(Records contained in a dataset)
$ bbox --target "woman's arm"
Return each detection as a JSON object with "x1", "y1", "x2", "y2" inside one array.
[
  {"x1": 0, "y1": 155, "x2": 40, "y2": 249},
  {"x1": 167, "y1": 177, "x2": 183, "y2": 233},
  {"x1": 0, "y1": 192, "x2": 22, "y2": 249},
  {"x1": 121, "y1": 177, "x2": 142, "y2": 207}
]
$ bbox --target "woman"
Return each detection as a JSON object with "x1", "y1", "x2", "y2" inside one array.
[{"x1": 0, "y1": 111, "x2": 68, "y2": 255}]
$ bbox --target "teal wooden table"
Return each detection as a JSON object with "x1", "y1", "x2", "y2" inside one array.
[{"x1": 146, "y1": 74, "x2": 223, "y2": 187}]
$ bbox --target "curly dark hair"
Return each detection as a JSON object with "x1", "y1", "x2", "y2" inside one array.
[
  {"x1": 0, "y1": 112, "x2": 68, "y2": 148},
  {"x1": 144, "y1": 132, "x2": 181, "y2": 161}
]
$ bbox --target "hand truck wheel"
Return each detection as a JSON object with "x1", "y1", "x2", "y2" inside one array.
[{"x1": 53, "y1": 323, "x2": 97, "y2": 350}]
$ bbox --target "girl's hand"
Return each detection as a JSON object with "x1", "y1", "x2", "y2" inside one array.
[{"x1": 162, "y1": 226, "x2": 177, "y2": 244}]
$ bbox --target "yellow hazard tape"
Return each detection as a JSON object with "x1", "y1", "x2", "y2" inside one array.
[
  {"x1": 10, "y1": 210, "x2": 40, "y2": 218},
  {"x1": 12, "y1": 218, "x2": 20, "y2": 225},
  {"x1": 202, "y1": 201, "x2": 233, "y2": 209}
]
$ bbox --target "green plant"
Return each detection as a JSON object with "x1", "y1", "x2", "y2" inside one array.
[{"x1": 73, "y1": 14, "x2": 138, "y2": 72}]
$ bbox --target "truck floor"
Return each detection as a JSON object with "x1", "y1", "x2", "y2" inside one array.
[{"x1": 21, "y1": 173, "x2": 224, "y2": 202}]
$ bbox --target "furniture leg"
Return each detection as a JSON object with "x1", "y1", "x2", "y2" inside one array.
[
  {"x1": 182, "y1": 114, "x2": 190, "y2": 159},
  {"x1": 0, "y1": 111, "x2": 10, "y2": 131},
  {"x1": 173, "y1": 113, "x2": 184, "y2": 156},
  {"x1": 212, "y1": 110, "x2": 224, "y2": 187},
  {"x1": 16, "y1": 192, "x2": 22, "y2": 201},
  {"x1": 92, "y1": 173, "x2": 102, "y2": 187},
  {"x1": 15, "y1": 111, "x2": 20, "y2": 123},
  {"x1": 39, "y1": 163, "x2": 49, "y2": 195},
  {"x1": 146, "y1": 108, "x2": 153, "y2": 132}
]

**What is required:**
Return all of the entries word for word.

**Solution below:**
$ bbox --target "woman's arm"
Return each detection as a JSON object with "x1", "y1", "x2", "y2" inside one array.
[
  {"x1": 0, "y1": 155, "x2": 40, "y2": 249},
  {"x1": 167, "y1": 177, "x2": 183, "y2": 233},
  {"x1": 0, "y1": 192, "x2": 22, "y2": 249},
  {"x1": 121, "y1": 177, "x2": 142, "y2": 207}
]
$ bbox --target "woman"
Return each detection as a JSON object with "x1", "y1", "x2", "y2" inside one array.
[{"x1": 0, "y1": 111, "x2": 68, "y2": 255}]
$ bbox --target "teal wooden table"
Return each detection as a JSON object with "x1", "y1", "x2", "y2" inside one array.
[{"x1": 146, "y1": 74, "x2": 223, "y2": 187}]
$ bbox --target "curly dark hair"
Return each detection as a JSON object with "x1", "y1", "x2", "y2" inside one array.
[
  {"x1": 0, "y1": 112, "x2": 68, "y2": 148},
  {"x1": 144, "y1": 132, "x2": 181, "y2": 161}
]
$ bbox --target "hand truck wheel"
Return each detection as a JSON object with "x1", "y1", "x2", "y2" inside one array.
[{"x1": 53, "y1": 323, "x2": 97, "y2": 350}]
$ bbox --target "girl's hand"
Return each detection as a JSON object with "x1", "y1", "x2", "y2" inside one array.
[{"x1": 162, "y1": 226, "x2": 177, "y2": 244}]
$ bbox --target "yellow hazard tape"
Return each detection as a JSON object with "x1", "y1", "x2", "y2" inside one array.
[
  {"x1": 10, "y1": 210, "x2": 40, "y2": 218},
  {"x1": 12, "y1": 218, "x2": 20, "y2": 225},
  {"x1": 202, "y1": 201, "x2": 233, "y2": 209}
]
$ bbox --target "green plant"
Return each detection as a JSON object with "x1", "y1", "x2", "y2" inside one array.
[{"x1": 73, "y1": 14, "x2": 138, "y2": 72}]
$ bbox --target "truck floor"
Return each detection as a JSON object with "x1", "y1", "x2", "y2" inside one array.
[{"x1": 21, "y1": 173, "x2": 224, "y2": 202}]
$ bbox --target "furniture leg"
Return each detection as a JSON object with "x1", "y1", "x2", "y2" inside one array.
[
  {"x1": 182, "y1": 114, "x2": 190, "y2": 159},
  {"x1": 0, "y1": 111, "x2": 10, "y2": 131},
  {"x1": 173, "y1": 113, "x2": 184, "y2": 156},
  {"x1": 212, "y1": 110, "x2": 224, "y2": 187},
  {"x1": 16, "y1": 192, "x2": 22, "y2": 201},
  {"x1": 92, "y1": 173, "x2": 102, "y2": 187},
  {"x1": 15, "y1": 111, "x2": 20, "y2": 123},
  {"x1": 39, "y1": 163, "x2": 49, "y2": 195},
  {"x1": 146, "y1": 108, "x2": 153, "y2": 132}
]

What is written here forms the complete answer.